**Passage shown**
---+---

Vacant stores and empty town centres

Thursday, 02 February 2012
Phil Wrigley, one of the UK's most respected and experienced retail experts, has said the British high street is in a "death spiral" at a conference at Oxford University.

The former chairman of the fashion retailer New Look also criticised the much publicised high street report by Mary Portas as the "right diagnosis, wrong prescription". With a high percentage of empty stores and vacancies in the UK's town centres, his criticism comes at a time of urgent poignancy.

Discussing a solution, Mr Wrigley called for the "reinvention" of high streets. He explained: "Retailing will never be the same again, but there is much to be gained from facing up to this fundamental, and irreversible, truth. In doing so, we might just create the space in which we can re-cast and revitalise our town centre communities. There comes a point at which vacancy rates are so high that no new retailers will come in to a location because they don't want to be sited among empty shops. It is, in effect, a death spiral. There is some debate about precisely where this threshold lies but it's probably between 20 per cent and 30 per cent."

According to the Independent broadsheet, Wrigley believes the high street has failed to keep up with a "forty-year revolution in retail", citing factors including how the big supermarkets, online and shopping centres, complete with leisure facilities, have changed the landscape.

---+---

**Record excerpts**
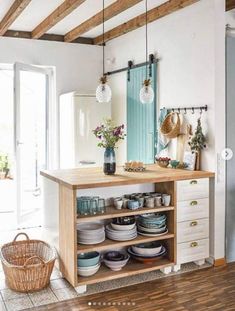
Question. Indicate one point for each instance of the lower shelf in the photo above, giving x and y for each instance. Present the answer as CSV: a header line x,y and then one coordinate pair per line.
x,y
132,268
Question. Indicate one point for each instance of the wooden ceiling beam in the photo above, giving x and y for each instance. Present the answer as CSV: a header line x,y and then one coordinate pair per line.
x,y
15,10
112,10
230,5
55,17
156,13
47,37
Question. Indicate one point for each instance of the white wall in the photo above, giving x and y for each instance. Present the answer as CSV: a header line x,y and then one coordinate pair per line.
x,y
78,67
191,49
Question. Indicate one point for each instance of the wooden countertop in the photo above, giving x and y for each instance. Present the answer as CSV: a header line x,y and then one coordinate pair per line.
x,y
83,178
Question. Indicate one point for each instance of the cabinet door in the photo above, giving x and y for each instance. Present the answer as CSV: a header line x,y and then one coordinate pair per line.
x,y
192,230
191,251
192,189
192,209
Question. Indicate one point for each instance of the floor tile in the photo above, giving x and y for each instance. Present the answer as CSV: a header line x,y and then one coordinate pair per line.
x,y
55,274
18,304
43,297
8,294
65,293
2,306
59,284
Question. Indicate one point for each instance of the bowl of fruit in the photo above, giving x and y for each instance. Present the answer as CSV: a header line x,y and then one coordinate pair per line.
x,y
163,161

---+---

**Task objective**
Quote the passage from the high street article word for word, starting with "Thursday, 02 February" and going on through "of urgent poignancy.".

**Answer section**
Thursday, 02 February 2012
Phil Wrigley, one of the UK's most respected and experienced retail experts, has said the British high street is in a "death spiral" at a conference at Oxford University.

The former chairman of the fashion retailer New Look also criticised the much publicised high street report by Mary Portas as the "right diagnosis, wrong prescription". With a high percentage of empty stores and vacancies in the UK's town centres, his criticism comes at a time of urgent poignancy.